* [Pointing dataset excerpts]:
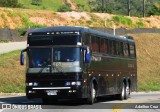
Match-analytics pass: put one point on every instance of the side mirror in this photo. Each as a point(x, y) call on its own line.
point(22, 57)
point(87, 55)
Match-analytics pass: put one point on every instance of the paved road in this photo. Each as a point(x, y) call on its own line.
point(106, 104)
point(7, 47)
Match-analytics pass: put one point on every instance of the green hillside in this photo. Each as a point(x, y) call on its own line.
point(46, 4)
point(12, 76)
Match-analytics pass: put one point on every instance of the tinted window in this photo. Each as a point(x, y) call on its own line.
point(54, 40)
point(87, 39)
point(66, 40)
point(114, 47)
point(95, 44)
point(132, 51)
point(126, 53)
point(39, 57)
point(121, 49)
point(40, 40)
point(103, 47)
point(110, 47)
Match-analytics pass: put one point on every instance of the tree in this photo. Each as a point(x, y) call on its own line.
point(154, 9)
point(36, 2)
point(10, 3)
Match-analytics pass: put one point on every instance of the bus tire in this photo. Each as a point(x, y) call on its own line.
point(49, 101)
point(127, 91)
point(92, 95)
point(122, 95)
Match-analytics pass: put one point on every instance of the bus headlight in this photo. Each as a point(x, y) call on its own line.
point(74, 83)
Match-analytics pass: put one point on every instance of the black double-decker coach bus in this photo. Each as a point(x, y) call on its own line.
point(67, 62)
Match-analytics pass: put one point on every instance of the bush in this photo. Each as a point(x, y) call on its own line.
point(65, 8)
point(122, 20)
point(10, 3)
point(36, 2)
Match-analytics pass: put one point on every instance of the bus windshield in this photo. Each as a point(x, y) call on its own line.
point(47, 60)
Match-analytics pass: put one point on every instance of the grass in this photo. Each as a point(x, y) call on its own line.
point(5, 41)
point(12, 74)
point(148, 53)
point(46, 4)
point(122, 20)
point(82, 5)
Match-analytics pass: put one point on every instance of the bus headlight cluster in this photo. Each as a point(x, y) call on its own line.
point(74, 83)
point(32, 84)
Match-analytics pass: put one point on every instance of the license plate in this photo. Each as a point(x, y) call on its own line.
point(51, 92)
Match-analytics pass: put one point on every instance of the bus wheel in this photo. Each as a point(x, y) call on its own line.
point(49, 101)
point(92, 95)
point(122, 95)
point(127, 91)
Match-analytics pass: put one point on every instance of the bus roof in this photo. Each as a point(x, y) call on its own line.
point(81, 30)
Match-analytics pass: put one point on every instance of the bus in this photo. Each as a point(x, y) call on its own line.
point(69, 62)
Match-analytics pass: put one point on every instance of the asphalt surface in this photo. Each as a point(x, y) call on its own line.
point(138, 102)
point(7, 47)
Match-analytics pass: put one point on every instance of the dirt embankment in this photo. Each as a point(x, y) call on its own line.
point(14, 18)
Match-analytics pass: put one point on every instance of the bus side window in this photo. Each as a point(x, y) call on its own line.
point(87, 39)
point(114, 47)
point(95, 44)
point(103, 47)
point(121, 49)
point(118, 48)
point(110, 47)
point(132, 51)
point(126, 53)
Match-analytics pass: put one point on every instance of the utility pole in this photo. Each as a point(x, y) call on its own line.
point(102, 6)
point(129, 7)
point(144, 8)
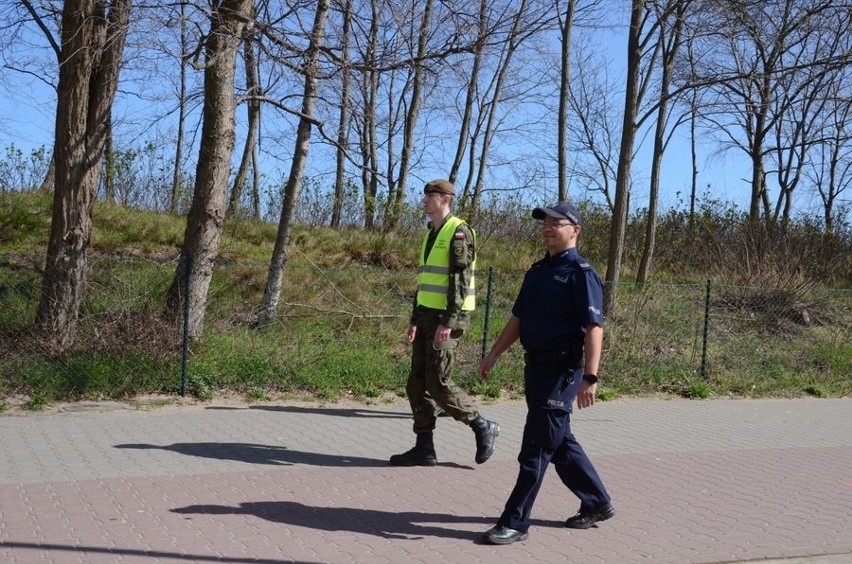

* [TASK]:
Can you write out the stretch from the line containing "of the bus in" through the end of the records again, renaming "utility pole" to "power pole" and keeping everything else the same? Leave the pictures out of your answer.

* [THE OUTPUT]:
Match-analytics pass: put one point on every instance of the bus in this photo. Each as a point(x, y) call on its own line.
point(69, 62)
Match-analytics pass: put one point on every instance of the asphalt surface in this photo. Each as a point(x, y) call on its own line.
point(138, 102)
point(7, 47)
Match-analytics pass: put one point on every instance of the dirt embankment in this photo. Each as a point(x, y) call on its own line.
point(14, 18)
Match-analytics pass: put one point on every instance of the bus side window in this photo. Each as a point(x, y) call on its own line.
point(87, 39)
point(114, 47)
point(95, 44)
point(103, 47)
point(121, 49)
point(118, 48)
point(110, 47)
point(132, 51)
point(126, 53)
Match-analytics pass: put one point on every instance of the power pole in this photo. Each as a point(x, y) call on its own line.
point(102, 6)
point(129, 7)
point(144, 8)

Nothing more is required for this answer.